*THE REQUEST*
How many lines in the records below contain the word "panel"? Reply with the number alone.
[Begin]
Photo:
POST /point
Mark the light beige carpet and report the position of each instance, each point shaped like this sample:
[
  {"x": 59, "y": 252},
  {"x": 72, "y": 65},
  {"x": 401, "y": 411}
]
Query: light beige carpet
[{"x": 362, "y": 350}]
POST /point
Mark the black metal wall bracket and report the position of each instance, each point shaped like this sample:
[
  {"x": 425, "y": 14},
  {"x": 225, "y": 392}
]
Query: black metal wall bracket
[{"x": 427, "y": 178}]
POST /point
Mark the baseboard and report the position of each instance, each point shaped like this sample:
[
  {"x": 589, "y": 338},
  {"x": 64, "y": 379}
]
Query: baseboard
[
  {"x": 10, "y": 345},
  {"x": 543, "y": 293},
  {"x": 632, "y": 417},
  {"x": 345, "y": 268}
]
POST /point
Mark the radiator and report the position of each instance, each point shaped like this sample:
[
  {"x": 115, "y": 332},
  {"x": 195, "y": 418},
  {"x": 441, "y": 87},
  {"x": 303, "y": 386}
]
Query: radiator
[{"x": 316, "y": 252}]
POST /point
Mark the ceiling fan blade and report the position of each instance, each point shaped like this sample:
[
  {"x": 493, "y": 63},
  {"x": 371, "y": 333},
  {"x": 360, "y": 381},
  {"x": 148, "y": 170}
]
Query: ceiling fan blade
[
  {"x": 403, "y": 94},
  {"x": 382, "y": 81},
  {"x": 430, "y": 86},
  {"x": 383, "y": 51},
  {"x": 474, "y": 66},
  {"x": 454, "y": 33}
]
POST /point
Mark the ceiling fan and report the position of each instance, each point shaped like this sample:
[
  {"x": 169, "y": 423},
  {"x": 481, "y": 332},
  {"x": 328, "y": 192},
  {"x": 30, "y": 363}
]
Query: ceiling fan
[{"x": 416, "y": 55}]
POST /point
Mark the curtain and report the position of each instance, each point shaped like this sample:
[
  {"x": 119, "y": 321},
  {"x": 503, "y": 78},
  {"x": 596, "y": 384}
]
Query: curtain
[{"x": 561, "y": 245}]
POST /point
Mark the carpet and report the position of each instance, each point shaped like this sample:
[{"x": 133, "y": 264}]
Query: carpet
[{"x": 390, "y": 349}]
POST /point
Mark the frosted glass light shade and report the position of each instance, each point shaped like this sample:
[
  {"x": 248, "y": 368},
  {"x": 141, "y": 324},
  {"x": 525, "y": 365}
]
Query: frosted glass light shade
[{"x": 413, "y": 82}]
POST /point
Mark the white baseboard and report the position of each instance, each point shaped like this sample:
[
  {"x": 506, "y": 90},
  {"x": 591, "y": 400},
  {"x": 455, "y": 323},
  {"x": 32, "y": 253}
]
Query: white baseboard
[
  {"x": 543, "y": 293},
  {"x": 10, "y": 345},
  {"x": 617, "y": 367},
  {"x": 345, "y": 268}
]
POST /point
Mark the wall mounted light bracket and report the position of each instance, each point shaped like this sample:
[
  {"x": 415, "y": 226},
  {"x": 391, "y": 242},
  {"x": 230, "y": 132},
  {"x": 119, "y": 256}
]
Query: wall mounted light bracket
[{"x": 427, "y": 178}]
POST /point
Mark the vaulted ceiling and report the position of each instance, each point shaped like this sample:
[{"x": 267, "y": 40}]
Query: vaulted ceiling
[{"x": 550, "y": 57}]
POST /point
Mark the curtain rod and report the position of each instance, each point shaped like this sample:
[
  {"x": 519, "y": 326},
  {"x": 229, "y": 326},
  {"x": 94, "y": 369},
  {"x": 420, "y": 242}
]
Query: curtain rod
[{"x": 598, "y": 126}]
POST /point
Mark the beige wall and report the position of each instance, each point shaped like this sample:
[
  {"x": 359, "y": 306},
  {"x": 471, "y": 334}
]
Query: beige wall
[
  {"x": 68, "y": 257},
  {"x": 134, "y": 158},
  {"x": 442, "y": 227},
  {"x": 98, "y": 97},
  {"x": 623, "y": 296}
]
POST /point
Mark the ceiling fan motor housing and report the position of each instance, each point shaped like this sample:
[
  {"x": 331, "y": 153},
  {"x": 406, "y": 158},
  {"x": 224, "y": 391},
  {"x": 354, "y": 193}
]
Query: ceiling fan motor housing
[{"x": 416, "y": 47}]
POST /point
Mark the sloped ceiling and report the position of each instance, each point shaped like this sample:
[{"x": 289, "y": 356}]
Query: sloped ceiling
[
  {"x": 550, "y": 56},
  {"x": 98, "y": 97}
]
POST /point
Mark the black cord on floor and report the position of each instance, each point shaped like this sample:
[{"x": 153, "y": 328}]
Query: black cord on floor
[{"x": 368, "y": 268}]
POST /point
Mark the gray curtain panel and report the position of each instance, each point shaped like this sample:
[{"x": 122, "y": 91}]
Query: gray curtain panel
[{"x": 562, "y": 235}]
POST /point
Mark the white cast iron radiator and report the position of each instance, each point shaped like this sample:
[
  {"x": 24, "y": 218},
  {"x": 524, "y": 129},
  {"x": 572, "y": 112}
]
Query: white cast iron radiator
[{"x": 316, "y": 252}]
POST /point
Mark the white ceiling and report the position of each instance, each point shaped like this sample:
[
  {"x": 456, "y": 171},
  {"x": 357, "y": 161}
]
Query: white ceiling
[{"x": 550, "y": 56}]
[End]
*THE OUTPUT*
2